::: Provided records :::
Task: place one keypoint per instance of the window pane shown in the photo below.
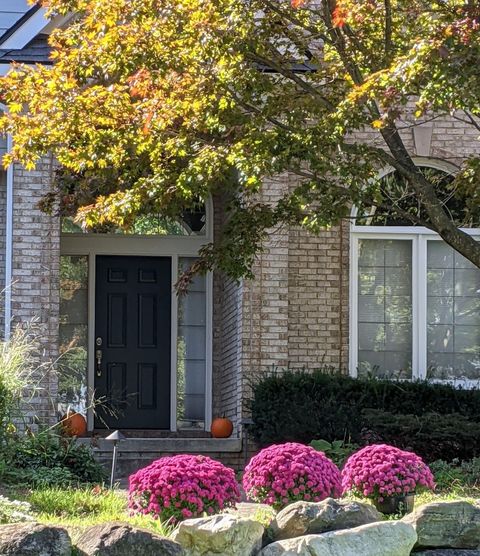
(72, 365)
(453, 312)
(191, 355)
(385, 308)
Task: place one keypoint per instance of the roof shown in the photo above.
(37, 51)
(11, 11)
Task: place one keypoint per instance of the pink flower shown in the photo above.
(278, 474)
(380, 469)
(169, 487)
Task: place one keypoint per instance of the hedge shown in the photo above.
(436, 420)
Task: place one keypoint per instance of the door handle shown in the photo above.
(98, 356)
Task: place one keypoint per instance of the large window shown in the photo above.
(415, 310)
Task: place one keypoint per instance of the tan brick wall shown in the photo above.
(34, 288)
(294, 313)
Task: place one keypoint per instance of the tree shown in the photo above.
(152, 105)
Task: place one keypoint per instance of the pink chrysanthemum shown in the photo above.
(285, 473)
(379, 471)
(183, 486)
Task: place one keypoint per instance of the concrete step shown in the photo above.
(135, 453)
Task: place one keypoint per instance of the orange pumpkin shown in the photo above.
(221, 427)
(74, 424)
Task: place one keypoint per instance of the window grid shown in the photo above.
(420, 239)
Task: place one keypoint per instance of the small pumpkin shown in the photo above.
(221, 427)
(74, 424)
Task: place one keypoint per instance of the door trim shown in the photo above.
(91, 245)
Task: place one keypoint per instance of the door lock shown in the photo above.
(98, 357)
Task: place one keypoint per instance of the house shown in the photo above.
(368, 296)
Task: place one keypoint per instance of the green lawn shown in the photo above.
(75, 508)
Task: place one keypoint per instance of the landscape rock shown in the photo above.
(387, 538)
(33, 539)
(120, 539)
(448, 552)
(446, 525)
(307, 518)
(224, 534)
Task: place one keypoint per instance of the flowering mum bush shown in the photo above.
(183, 486)
(379, 471)
(285, 473)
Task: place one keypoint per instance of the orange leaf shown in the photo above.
(339, 16)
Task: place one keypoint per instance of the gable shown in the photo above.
(11, 11)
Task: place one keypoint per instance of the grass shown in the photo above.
(77, 508)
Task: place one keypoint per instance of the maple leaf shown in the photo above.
(339, 16)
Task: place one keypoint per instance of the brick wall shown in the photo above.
(35, 267)
(294, 313)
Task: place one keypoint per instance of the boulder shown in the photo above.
(224, 534)
(120, 539)
(446, 525)
(307, 518)
(387, 538)
(33, 539)
(448, 552)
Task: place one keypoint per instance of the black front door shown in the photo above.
(132, 342)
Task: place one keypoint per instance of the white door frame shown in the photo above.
(91, 245)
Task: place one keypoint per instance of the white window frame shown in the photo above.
(419, 236)
(175, 247)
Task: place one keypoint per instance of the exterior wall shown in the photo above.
(296, 311)
(227, 329)
(3, 221)
(293, 314)
(34, 287)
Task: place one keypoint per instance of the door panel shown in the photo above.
(133, 325)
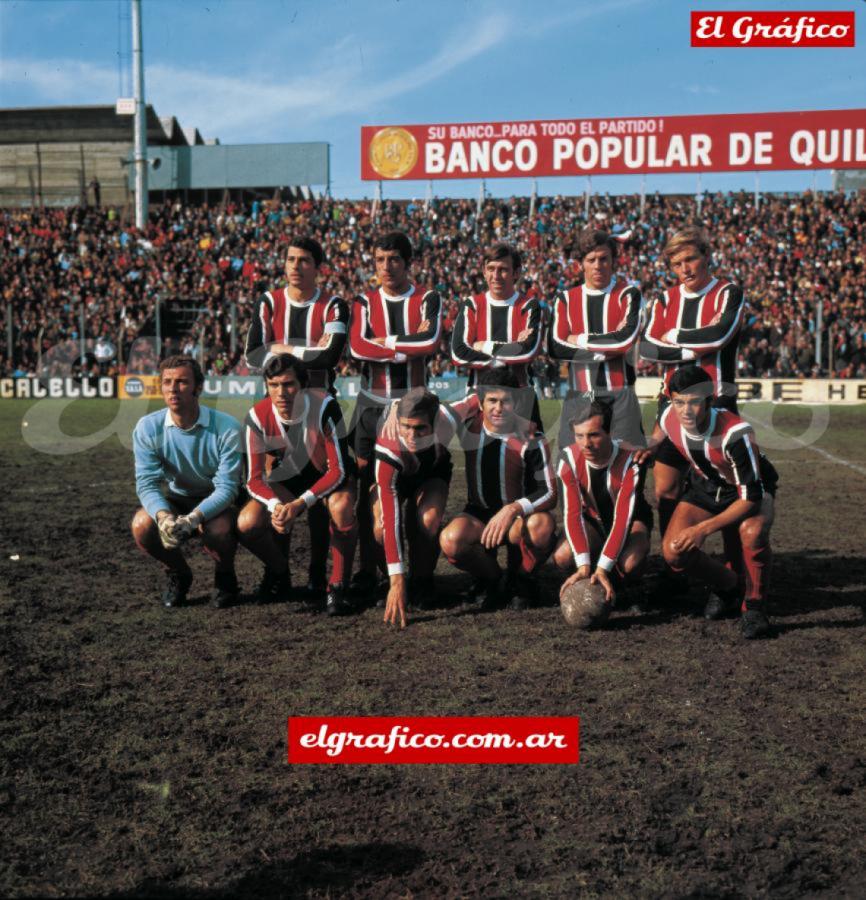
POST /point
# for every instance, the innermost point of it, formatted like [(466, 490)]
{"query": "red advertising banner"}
[(773, 29), (826, 139), (433, 739)]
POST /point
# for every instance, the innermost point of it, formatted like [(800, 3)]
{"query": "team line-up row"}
[(709, 475)]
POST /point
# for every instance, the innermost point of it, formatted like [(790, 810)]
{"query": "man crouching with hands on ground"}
[(187, 474)]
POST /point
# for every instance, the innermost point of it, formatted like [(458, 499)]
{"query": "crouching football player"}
[(297, 457), (412, 469), (724, 492), (608, 521), (511, 489), (187, 475)]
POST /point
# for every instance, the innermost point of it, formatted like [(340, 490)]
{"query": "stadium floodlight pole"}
[(10, 334), (157, 315), (140, 154), (377, 199), (81, 326), (819, 332)]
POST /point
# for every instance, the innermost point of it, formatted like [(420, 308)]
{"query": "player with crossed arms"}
[(302, 320), (298, 458)]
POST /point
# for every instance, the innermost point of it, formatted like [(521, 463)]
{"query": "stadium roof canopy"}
[(86, 124)]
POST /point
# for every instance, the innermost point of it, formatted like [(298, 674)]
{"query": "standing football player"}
[(500, 328), (595, 327), (395, 329), (187, 474), (694, 324), (298, 457), (301, 320)]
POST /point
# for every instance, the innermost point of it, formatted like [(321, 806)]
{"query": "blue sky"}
[(247, 71)]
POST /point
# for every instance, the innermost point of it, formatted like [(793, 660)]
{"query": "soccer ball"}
[(584, 605)]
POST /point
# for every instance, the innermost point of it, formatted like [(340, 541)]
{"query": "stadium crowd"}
[(789, 253)]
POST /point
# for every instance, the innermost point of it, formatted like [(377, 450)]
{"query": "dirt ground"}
[(144, 750)]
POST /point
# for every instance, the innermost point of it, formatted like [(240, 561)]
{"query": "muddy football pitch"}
[(144, 750)]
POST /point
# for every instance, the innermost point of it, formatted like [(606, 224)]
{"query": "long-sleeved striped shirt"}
[(201, 462)]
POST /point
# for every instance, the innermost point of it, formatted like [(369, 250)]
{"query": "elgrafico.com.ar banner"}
[(828, 139)]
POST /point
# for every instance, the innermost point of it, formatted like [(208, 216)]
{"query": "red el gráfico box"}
[(772, 29)]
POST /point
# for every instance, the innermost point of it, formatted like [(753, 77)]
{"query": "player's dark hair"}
[(419, 403), (395, 240), (503, 251), (311, 245), (592, 239), (497, 379), (285, 362), (594, 408), (689, 378), (179, 362), (691, 235)]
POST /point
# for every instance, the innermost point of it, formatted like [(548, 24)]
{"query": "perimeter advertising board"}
[(828, 139)]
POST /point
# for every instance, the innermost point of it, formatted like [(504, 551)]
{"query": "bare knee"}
[(143, 526), (539, 528), (753, 534), (430, 521), (563, 556), (342, 510), (452, 542), (253, 519)]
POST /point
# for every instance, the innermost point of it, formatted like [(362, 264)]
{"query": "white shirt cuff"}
[(606, 563)]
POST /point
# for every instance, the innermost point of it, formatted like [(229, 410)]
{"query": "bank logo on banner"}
[(773, 29), (393, 152)]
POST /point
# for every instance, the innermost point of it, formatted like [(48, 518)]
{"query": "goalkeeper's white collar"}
[(203, 419)]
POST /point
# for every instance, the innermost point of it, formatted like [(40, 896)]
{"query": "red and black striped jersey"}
[(498, 324), (398, 467), (392, 368), (607, 493), (506, 468), (607, 325), (313, 442), (725, 454), (395, 468), (700, 329), (302, 324)]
:::
**Required work:**
Without copying any images, transcribe the records exactly as they stand.

**Output for this task:**
Task: place one keypoint per instance of the window pane shown in the photo below.
(72, 365)
(453, 312)
(191, 355)
(385, 308)
Task: place one keypoint per instance of the roof shown in the photo above.
(37, 51)
(11, 11)
Task: place one keypoint per instance of the pink flower shown in the photo above.
(278, 474)
(380, 469)
(169, 487)
Task: place one keypoint per instance of the hedge shown in the photo above.
(436, 420)
Task: place one keypoint per instance of the door handle shown in the photo above.
(98, 356)
Task: place one keypoint per instance of the large window shown in the photo above.
(415, 310)
Task: place one keypoint per instance of the tan brick wall shown in the photo above.
(34, 288)
(294, 313)
Task: place one keypoint per instance of the tree shown in the photo above.
(152, 105)
Task: place one keypoint per instance of the pink chrysanthemum shown in the photo above.
(285, 473)
(379, 471)
(183, 486)
Task: place one keypoint per instance of the concrete step shown in the photo above.
(135, 453)
Task: place one keypoint per instance of the orange pumpkin shown in the photo above.
(221, 427)
(74, 424)
Task: place one keypoint per instance of the window grid shown in the photo above.
(420, 239)
Task: place one keypoint per instance of the small pumpkin shown in the photo above.
(221, 427)
(74, 424)
Task: place one keypoint per instance of the door trim shown in the photo above.
(91, 245)
Task: place one keypoint per instance of the door lock shown in the photo above.
(98, 357)
Task: place one keypoint per instance of the house shown in the photo above.
(368, 296)
Task: place one keypoint per instance of the green lawn shown in the photo above.
(75, 508)
Task: place one keypoint per instance of the landscape rock shown in the photo above.
(387, 538)
(33, 539)
(120, 539)
(448, 552)
(446, 525)
(307, 518)
(224, 534)
Task: place one keypoint per instance of the flowering mum bush shown in the photo above.
(183, 486)
(379, 471)
(285, 473)
Task: place one keypoint per instance of the orange leaf shown in the photo above.
(339, 16)
Task: place one keypoint per instance of the gable shown in the photo above.
(11, 11)
Task: place one keypoint per instance of the grass shown in the photo above.
(77, 508)
Task: place one keypoint per instance of the maple leaf shown in the photo above.
(339, 16)
Task: place one keypoint per instance of the brick wall shown in the photo above.
(35, 267)
(294, 313)
Task: place one keypoint per instance of the boulder shown in the photo above.
(224, 534)
(120, 539)
(446, 525)
(307, 518)
(387, 538)
(33, 539)
(448, 552)
Task: place one keypoint per instance of the black front door shown in the photo above.
(132, 342)
Task: place one keypoint per instance of the white door frame shown in the photo above.
(91, 245)
Task: place one keypoint per instance of the white window frame shown in the photo above.
(419, 236)
(175, 247)
Task: place one keypoint per instance of the exterior wall shown in the photo above.
(296, 311)
(227, 329)
(3, 221)
(293, 314)
(34, 287)
Task: place one keypoint per instance of the door panel shown in the photo above.
(133, 325)
POST /point
# for every instance, the innermost point of it, formatted like [(466, 490)]
{"query": "red advertising banner"}
[(773, 29), (826, 139), (433, 739)]
POST /point
# for every instance, the innermost point of it, formatted like [(800, 3)]
{"query": "team line-up row"}
[(709, 475)]
POST /point
# for every instance, the innermost point of it, formatted like [(790, 810)]
{"query": "man crouching with hands on ground"}
[(187, 474)]
POST /point
# for every instance, the innermost point of it, formatted like [(458, 499)]
{"query": "crouching football player"}
[(297, 457), (412, 469), (724, 492), (608, 521), (511, 489), (187, 475)]
POST /point
# for every instance, the innermost point of it, formatted like [(340, 490)]
{"query": "stadium floodlight pole"}
[(10, 334), (157, 315), (140, 154), (377, 199), (81, 326), (819, 332)]
POST /point
# for every instance, the innermost point of it, formatted like [(420, 308)]
{"query": "player with crossed arms"}
[(302, 320), (298, 458)]
POST /point
# for every instance, the innermost point of it, formatted like [(521, 463)]
{"query": "stadium roof canopy"}
[(86, 124)]
POST /point
# for every instance, the innermost point of it, formatted like [(298, 674)]
{"query": "standing football player"}
[(500, 328), (595, 327), (395, 329), (187, 474), (694, 324), (298, 457), (301, 320)]
POST /point
# for every instance, the innermost point of it, formatted like [(321, 806)]
{"query": "blue sky"}
[(247, 71)]
POST /point
# for every instance, the innermost point of it, formatted like [(793, 660)]
{"query": "soccer ball"}
[(584, 605)]
POST /point
# for every instance, the innermost point of it, formatted like [(340, 541)]
{"query": "stadium crowd"}
[(789, 253)]
POST /point
# for every instance, the innermost point of it, formatted like [(377, 450)]
{"query": "dirt ground"}
[(144, 750)]
POST /point
# for every instance, the innermost point of it, formatted like [(240, 561)]
{"query": "muddy football pitch"}
[(144, 750)]
POST /point
# for every instance, the innermost point of it, formatted like [(606, 224)]
{"query": "long-sleeved striped shirt"}
[(201, 462)]
POST /point
# for every instance, the innermost point of it, formatted like [(369, 250)]
{"query": "elgrafico.com.ar banner"}
[(828, 139)]
POST /point
# for every instance, the innermost point of it, formatted like [(208, 216)]
{"query": "red el gráfico box"}
[(772, 29)]
POST /point
# for every instance, the innermost point of it, formatted like [(753, 77)]
{"query": "player's dark hair"}
[(419, 403), (395, 240), (503, 251), (311, 245), (592, 239), (497, 379), (285, 362), (594, 408), (689, 378), (179, 362), (691, 235)]
POST /point
# for every instance, the innermost point of it, formatted like [(548, 24)]
{"query": "perimeter advertising board"}
[(828, 139)]
POST /point
# for every instance, the innermost point of it, formatted like [(504, 551)]
{"query": "bare knee"}
[(143, 526), (539, 528), (753, 534), (430, 521), (563, 556), (342, 510), (452, 542), (253, 519)]
POST /point
# for every instance, the innermost point of it, formatted like [(362, 264)]
{"query": "white shirt cuff"}
[(606, 563)]
POST /point
# for every instance, the innermost point of it, formatted like [(229, 410)]
{"query": "bank logo on banner"}
[(773, 29), (393, 152)]
POST /point
# for every instance, the innermost point of it, formatted like [(48, 518)]
{"query": "goalkeeper's white collar"}
[(203, 419)]
POST /point
# for every instance, the innermost point of it, formatted like [(40, 896)]
{"query": "red and black striped jersey"}
[(498, 324), (398, 467), (392, 368), (607, 493), (506, 468), (607, 325), (313, 442), (725, 454), (395, 468), (700, 329), (302, 324)]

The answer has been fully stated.